(Stored records)
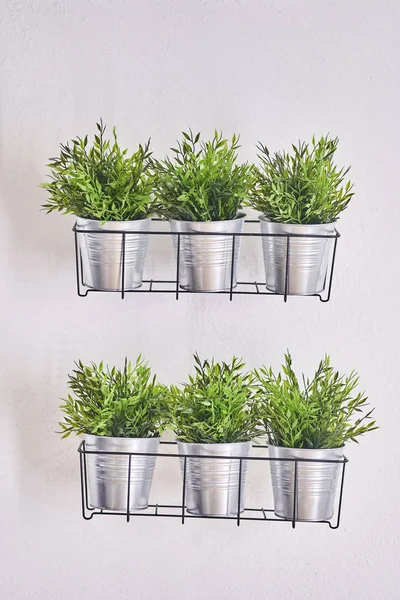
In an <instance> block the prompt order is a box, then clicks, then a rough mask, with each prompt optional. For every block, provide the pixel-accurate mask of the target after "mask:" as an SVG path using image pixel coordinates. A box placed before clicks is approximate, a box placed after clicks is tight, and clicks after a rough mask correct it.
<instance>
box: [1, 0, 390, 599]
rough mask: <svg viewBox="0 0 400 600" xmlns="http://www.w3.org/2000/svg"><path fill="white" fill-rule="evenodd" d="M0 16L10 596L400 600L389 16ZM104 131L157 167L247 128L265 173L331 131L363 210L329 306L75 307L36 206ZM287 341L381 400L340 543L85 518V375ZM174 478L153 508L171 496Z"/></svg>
mask: <svg viewBox="0 0 400 600" xmlns="http://www.w3.org/2000/svg"><path fill="white" fill-rule="evenodd" d="M0 15H1V23H2V39H1V52H0V56H1V58H0V65H1V113H0V132H1V138H0V153H1V154H0V168H1V224H2V228H1V235H0V250H1V251H0V261H1V265H0V269H1V273H2V275H1V278H0V286H1V291H0V294H1V295H0V298H1V299H0V302H1V319H0V331H1V338H0V339H1V346H0V365H1V383H0V385H1V395H0V397H1V404H2V406H1V411H0V419H1V421H0V439H1V441H2V444H1V446H2V450H1V453H0V468H1V490H0V509H1V511H0V519H1V538H2V544H1V548H0V554H1V556H0V586H1V585H2V586H3V589H2V592H0V597H1V599H2V600H11V599H12V600H14V599H18V600H20V599H21V600H22V599H25V598H26V599H32V600H34V599H39V598H40V600H47V599H49V600H50V599H51V600H53V599H57V600H64V599H70V598H76V599H81V598H87V597H93V598H96V599H97V600H103V599H107V600H108V599H110V598H135V599H142V598H143V599H146V600H153V599H154V600H155V599H163V600H169V599H171V598H176V599H178V600H186V599H187V598H190V599H191V600H200V599H206V598H220V599H229V600H239V599H240V600H242V599H243V600H244V599H250V598H251V599H260V600H263V599H264V598H276V599H286V598H290V599H291V600H305V599H306V598H317V599H319V598H324V599H333V600H341V599H342V598H346V599H356V600H361V599H363V600H364V599H369V598H371V599H372V598H374V599H376V598H385V599H394V598H399V597H400V588H399V587H397V586H398V584H399V567H398V555H399V552H400V541H399V533H400V529H399V519H398V498H399V493H400V482H399V445H398V432H399V420H400V410H399V401H398V360H397V358H398V357H397V354H398V350H399V335H400V331H399V319H398V294H399V291H400V290H399V274H398V273H399V271H398V264H397V257H398V223H399V222H400V211H399V206H400V204H399V199H398V170H399V166H398V158H399V152H398V148H399V142H398V140H399V134H400V128H399V123H400V109H399V106H400V104H399V92H400V87H399V83H398V81H399V80H398V73H399V66H400V64H399V58H398V56H399V37H398V31H399V27H400V7H399V4H398V2H397V1H396V0H386V1H380V2H378V1H377V0H375V1H373V0H353V1H352V2H346V1H344V0H308V1H307V0H306V1H304V2H296V1H295V0H292V1H290V0H269V1H262V0H252V1H251V2H250V1H247V2H246V1H245V0H225V1H223V0H221V1H217V0H214V1H212V0H202V1H195V0H186V1H185V0H158V1H157V2H155V1H151V0H148V1H147V2H139V1H137V0H136V1H135V0H131V1H128V0H125V1H123V0H114V1H111V0H108V1H106V0H97V1H93V0H92V1H88V0H86V1H84V0H68V1H66V0H65V1H63V0H53V1H51V0H4V2H2V3H1V8H0ZM100 116H103V118H104V120H105V121H106V122H108V123H109V124H110V125H112V124H115V125H116V126H117V128H118V130H119V132H120V138H121V142H122V143H123V144H126V145H129V146H130V147H131V148H134V146H135V144H136V143H137V142H138V141H139V140H145V139H146V138H147V137H148V136H149V135H151V136H152V138H153V140H154V149H155V151H156V152H157V153H158V154H159V155H163V154H164V153H165V152H166V151H167V149H168V147H169V146H170V145H171V144H172V143H173V142H174V140H175V138H176V136H177V135H178V134H179V132H180V131H181V130H182V129H183V128H187V127H189V126H191V127H192V128H193V129H195V130H201V131H202V132H203V133H204V134H205V135H209V134H211V133H212V131H213V129H214V128H218V129H222V130H223V132H224V133H226V134H231V133H232V132H233V131H236V132H240V133H241V135H242V143H243V147H242V152H241V157H242V158H243V159H251V160H253V159H254V158H255V153H256V152H255V143H256V141H257V140H262V141H263V142H265V143H267V144H268V145H269V146H270V147H271V148H273V149H278V148H282V147H287V145H288V144H289V143H290V142H291V141H297V139H299V138H302V139H307V138H309V137H310V136H311V135H312V134H313V133H315V134H317V135H319V134H322V133H325V132H327V131H331V132H332V133H333V134H335V135H339V136H340V141H341V143H340V154H339V157H338V159H339V160H340V162H342V163H343V164H347V163H350V164H352V178H353V179H354V181H355V183H356V197H355V198H354V201H353V205H352V207H351V208H349V210H348V211H347V212H346V213H345V214H344V215H343V218H342V220H341V222H340V231H341V233H342V239H341V240H340V245H339V252H338V259H337V272H336V277H335V281H334V288H333V297H332V301H331V302H330V303H329V304H326V305H324V304H322V303H320V302H318V301H317V300H316V299H304V298H299V299H291V300H290V301H289V302H288V303H287V305H285V304H284V303H283V301H281V300H279V299H277V298H271V299H268V298H253V297H249V298H239V299H235V301H234V302H233V303H229V302H228V300H227V298H225V297H223V296H217V297H212V296H207V297H195V296H193V297H183V298H182V299H181V300H180V301H179V302H176V301H175V300H174V299H173V298H172V297H170V296H165V297H163V296H156V295H154V296H144V295H142V296H140V295H138V296H135V295H133V296H130V297H129V298H128V299H126V300H125V301H124V302H122V301H121V300H120V299H119V298H118V297H117V296H112V295H92V296H89V297H88V298H86V299H80V298H78V296H77V295H76V291H75V287H74V286H75V274H74V259H73V238H72V233H71V226H72V224H73V219H72V218H69V217H62V216H60V215H58V214H56V215H51V216H45V215H44V213H41V212H39V206H40V204H41V203H42V202H43V201H44V200H45V197H46V194H45V192H44V191H43V190H41V189H39V187H38V185H39V183H40V182H41V181H43V180H44V178H45V175H46V169H45V166H44V165H45V163H46V159H47V158H48V157H49V156H53V155H54V154H55V153H56V152H57V146H58V143H59V141H66V140H67V139H69V138H70V137H73V136H75V135H77V134H84V133H86V132H91V131H92V130H93V127H94V122H95V120H96V119H97V118H98V117H100ZM167 246H168V244H167ZM168 248H169V247H168ZM154 251H155V254H154V252H153V253H152V257H153V258H152V259H150V260H149V270H150V271H151V269H153V267H154V261H155V260H156V259H157V254H158V258H159V259H161V250H160V248H155V249H154ZM255 256H257V260H258V265H257V268H259V267H261V263H260V260H259V258H260V252H259V250H258V247H255V248H254V247H253V246H252V247H251V248H250V247H248V248H247V249H246V248H244V253H243V262H242V271H243V270H244V271H245V272H246V270H249V271H252V270H255V267H254V265H253V264H252V260H253V258H254V257H255ZM249 271H247V272H249ZM244 274H245V273H244ZM287 347H289V348H290V349H291V350H292V352H293V354H294V357H295V359H296V364H297V366H298V368H299V369H306V370H308V371H310V370H311V369H312V368H313V367H314V366H315V364H316V363H317V361H318V360H319V358H320V357H321V356H322V354H323V353H324V352H325V351H327V352H330V353H331V355H332V359H333V361H334V364H335V365H336V366H337V367H338V368H340V369H342V370H350V369H352V368H356V369H357V370H358V371H359V373H360V378H361V383H362V386H363V387H364V388H365V389H366V390H367V391H368V393H369V396H370V398H371V402H372V403H373V404H374V405H376V407H377V410H376V416H377V418H378V419H379V423H380V425H381V429H380V431H379V432H376V433H372V434H370V436H367V437H366V438H365V439H363V440H362V441H361V444H360V445H359V446H355V445H353V446H352V447H349V448H348V455H349V458H350V461H351V462H350V464H349V468H348V479H347V485H346V489H345V498H344V505H343V526H342V527H341V528H340V529H339V530H338V531H330V530H329V529H328V528H327V527H324V526H322V527H321V526H299V527H298V529H296V531H295V532H293V531H292V530H291V529H290V527H289V526H288V527H286V526H285V525H280V524H271V525H268V524H263V523H260V524H258V523H255V524H243V526H241V527H240V528H237V527H236V526H235V525H234V524H232V523H230V522H215V521H189V522H188V523H187V524H186V525H185V526H184V527H182V526H181V525H180V524H179V523H178V522H175V521H174V520H155V519H136V520H135V519H134V520H133V522H132V523H131V524H130V525H127V524H126V523H124V522H123V521H122V520H119V519H111V518H103V519H102V518H97V519H93V521H91V522H88V523H86V522H84V521H83V519H82V518H81V516H80V504H79V488H78V456H77V453H76V448H77V440H76V439H68V440H65V441H64V440H63V441H62V440H61V439H60V437H59V436H58V435H57V434H56V433H54V431H55V430H56V429H57V421H58V419H59V416H60V414H59V410H58V406H59V403H60V402H59V398H60V397H61V396H63V395H64V394H65V393H66V391H67V388H66V373H67V372H68V371H69V370H70V369H71V367H72V364H73V360H74V359H76V358H78V357H80V358H82V360H85V361H89V360H100V359H101V358H103V359H104V360H105V361H108V362H109V363H119V364H121V363H122V360H123V357H124V356H125V355H128V356H131V357H135V356H136V355H137V353H139V352H142V353H143V354H144V355H145V356H146V357H147V358H148V359H149V360H150V361H151V363H152V365H153V367H154V369H155V371H156V372H157V373H158V374H159V376H160V378H161V379H162V380H164V381H165V382H167V383H168V382H171V381H173V380H174V381H180V380H182V379H183V378H184V377H185V375H186V373H187V372H188V370H189V369H190V367H191V353H192V352H193V351H195V350H198V351H199V352H200V353H201V354H202V355H204V356H206V355H208V356H210V355H212V354H214V355H215V356H216V357H217V358H224V359H229V358H230V357H231V355H232V354H233V353H234V352H235V353H236V354H239V355H243V356H244V357H245V358H246V359H247V361H248V363H249V364H250V365H252V366H253V365H259V364H260V363H266V364H269V363H271V364H272V365H273V366H275V367H277V366H278V365H279V364H280V360H281V358H282V355H283V351H284V350H285V349H286V348H287ZM169 468H170V471H165V470H164V471H163V472H160V471H159V472H158V475H157V480H156V484H155V489H154V491H155V492H157V495H158V497H157V499H158V501H161V502H162V497H163V493H165V494H166V495H170V494H172V487H173V484H174V483H177V482H179V474H178V471H177V469H178V467H177V465H175V469H173V468H172V466H170V467H169ZM266 481H267V480H266V478H265V479H264V478H263V477H262V474H261V473H259V474H258V478H257V479H256V480H255V481H253V482H252V485H251V486H250V490H249V498H248V500H249V504H251V503H252V501H253V503H254V502H256V501H258V500H259V496H260V495H261V494H263V493H266ZM268 499H269V498H268ZM268 499H267V500H268ZM264 501H265V498H264Z"/></svg>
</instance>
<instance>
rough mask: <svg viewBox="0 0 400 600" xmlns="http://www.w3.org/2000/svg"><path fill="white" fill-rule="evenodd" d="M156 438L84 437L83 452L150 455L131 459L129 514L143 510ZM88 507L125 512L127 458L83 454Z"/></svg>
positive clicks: (135, 457)
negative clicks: (87, 480) (86, 476)
mask: <svg viewBox="0 0 400 600" xmlns="http://www.w3.org/2000/svg"><path fill="white" fill-rule="evenodd" d="M159 443H160V438H117V437H115V438H114V437H105V436H104V437H103V436H97V435H89V434H86V435H85V450H91V451H104V452H152V453H154V456H132V457H131V476H130V491H129V510H131V511H135V510H142V509H144V508H147V506H148V503H149V494H150V488H151V482H152V479H153V472H154V466H155V464H156V454H157V450H158V445H159ZM85 456H86V468H87V478H88V487H89V503H90V505H91V506H92V507H94V508H102V509H104V510H113V511H121V512H126V511H127V508H128V506H127V502H128V474H129V456H125V455H118V454H115V455H112V454H86V455H85Z"/></svg>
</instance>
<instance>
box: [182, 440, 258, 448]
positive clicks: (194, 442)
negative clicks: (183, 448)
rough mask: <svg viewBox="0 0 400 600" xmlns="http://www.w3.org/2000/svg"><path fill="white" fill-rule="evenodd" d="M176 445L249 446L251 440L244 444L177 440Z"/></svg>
mask: <svg viewBox="0 0 400 600" xmlns="http://www.w3.org/2000/svg"><path fill="white" fill-rule="evenodd" d="M176 441H177V443H179V444H186V445H187V446H218V447H221V446H239V445H242V444H251V440H246V441H244V442H184V441H182V440H180V439H179V438H177V440H176Z"/></svg>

### Your task
Only the last part of the records is wanted. Repeat it exactly, beginning at the line containing "box: [182, 440, 258, 448]" and ending at the final line.

### Answer to this exercise
box: [182, 440, 258, 448]
positive clicks: (194, 442)
negative clicks: (183, 448)
rough mask: <svg viewBox="0 0 400 600" xmlns="http://www.w3.org/2000/svg"><path fill="white" fill-rule="evenodd" d="M176 445L249 446L251 440L244 444L177 440Z"/></svg>
mask: <svg viewBox="0 0 400 600" xmlns="http://www.w3.org/2000/svg"><path fill="white" fill-rule="evenodd" d="M176 441H177V443H179V444H186V445H187V446H218V447H221V446H239V445H242V444H251V440H246V441H244V442H184V441H182V440H180V439H179V438H177V440H176Z"/></svg>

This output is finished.